**TASK OBJECTIVE**
Display every line of the items below that contains the string "trumpet", matching case exactly.

**PROVIDED RECORDS**
[start]
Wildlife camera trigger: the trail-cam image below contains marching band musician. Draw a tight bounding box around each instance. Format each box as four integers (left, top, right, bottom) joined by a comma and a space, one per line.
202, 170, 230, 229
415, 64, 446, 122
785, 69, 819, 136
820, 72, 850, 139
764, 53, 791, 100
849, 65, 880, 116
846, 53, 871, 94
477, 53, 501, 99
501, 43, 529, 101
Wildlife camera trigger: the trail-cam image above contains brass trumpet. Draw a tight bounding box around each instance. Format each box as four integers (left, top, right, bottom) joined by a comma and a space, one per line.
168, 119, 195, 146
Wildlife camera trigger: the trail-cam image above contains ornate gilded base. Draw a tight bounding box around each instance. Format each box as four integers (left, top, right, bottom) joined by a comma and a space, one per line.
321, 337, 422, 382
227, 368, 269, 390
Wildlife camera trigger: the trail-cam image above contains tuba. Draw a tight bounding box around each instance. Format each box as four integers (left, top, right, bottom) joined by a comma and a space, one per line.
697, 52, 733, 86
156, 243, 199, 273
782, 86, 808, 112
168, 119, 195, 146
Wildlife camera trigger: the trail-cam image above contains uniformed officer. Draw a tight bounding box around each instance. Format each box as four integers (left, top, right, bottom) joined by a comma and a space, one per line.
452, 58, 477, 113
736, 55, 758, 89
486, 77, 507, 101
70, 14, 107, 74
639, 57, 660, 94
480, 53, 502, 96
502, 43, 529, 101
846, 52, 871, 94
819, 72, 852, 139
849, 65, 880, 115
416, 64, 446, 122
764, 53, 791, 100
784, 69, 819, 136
[end]
[start]
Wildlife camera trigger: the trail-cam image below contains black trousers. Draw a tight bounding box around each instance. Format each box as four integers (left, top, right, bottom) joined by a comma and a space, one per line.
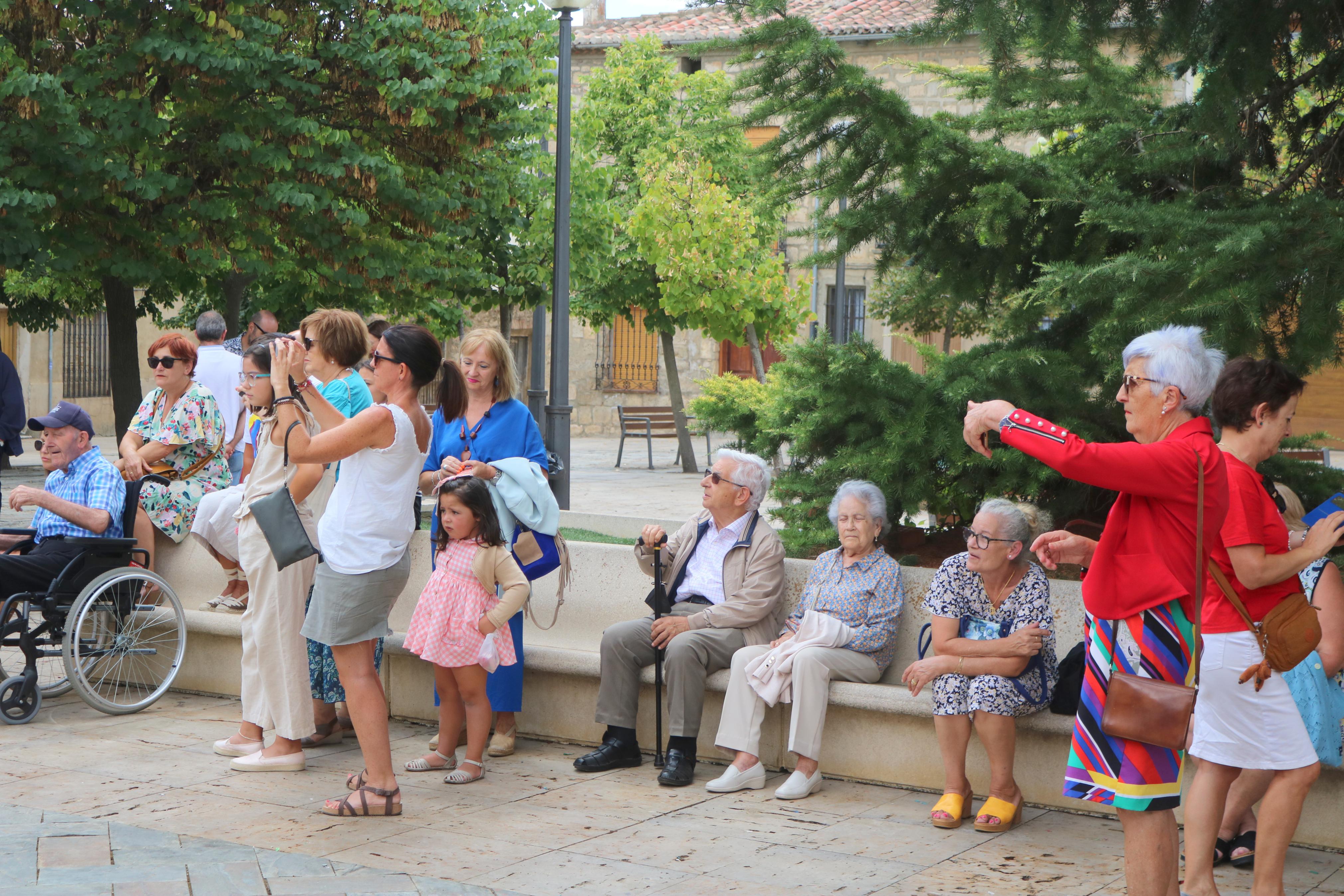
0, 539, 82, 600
[end]
**TASK OUTPUT**
Wildlife camera trigger: the trail-cam image above contains brass trumpet. Draw a tight bounding box around each instance. Format each box as four integers (left, top, right, bottom) joined by a comma and a space, one per line.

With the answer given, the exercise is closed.